What to do: Retype each of the entries below exactly as it stands, leaving out the pictures.

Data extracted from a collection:
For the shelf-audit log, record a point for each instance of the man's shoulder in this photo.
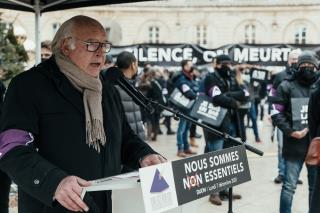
(34, 78)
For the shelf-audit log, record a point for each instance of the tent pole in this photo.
(37, 31)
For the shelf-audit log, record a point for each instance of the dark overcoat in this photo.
(43, 102)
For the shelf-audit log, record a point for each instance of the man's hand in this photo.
(299, 134)
(68, 193)
(152, 160)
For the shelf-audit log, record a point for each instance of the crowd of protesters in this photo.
(231, 86)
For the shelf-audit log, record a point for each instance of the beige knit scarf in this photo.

Answer to this exercise:
For the shelf-audit log, record a point for each instance of the man's shoulder in this photo.
(34, 78)
For the shelf-audit log, record a point for each instance of the tent pole in this photo.
(37, 31)
For the shelf-audit log, record a point for each instance of the dark overcoat in this photo.
(43, 102)
For the shelf-audit log, record a point for each instance of the man's hand in this photo.
(299, 134)
(68, 193)
(152, 160)
For the shelf-audit log, record a point for each instance of the crowd of protesters in this photo.
(231, 86)
For the shelf-audit log, record a point for each instance of the beige knit scarf in this photo.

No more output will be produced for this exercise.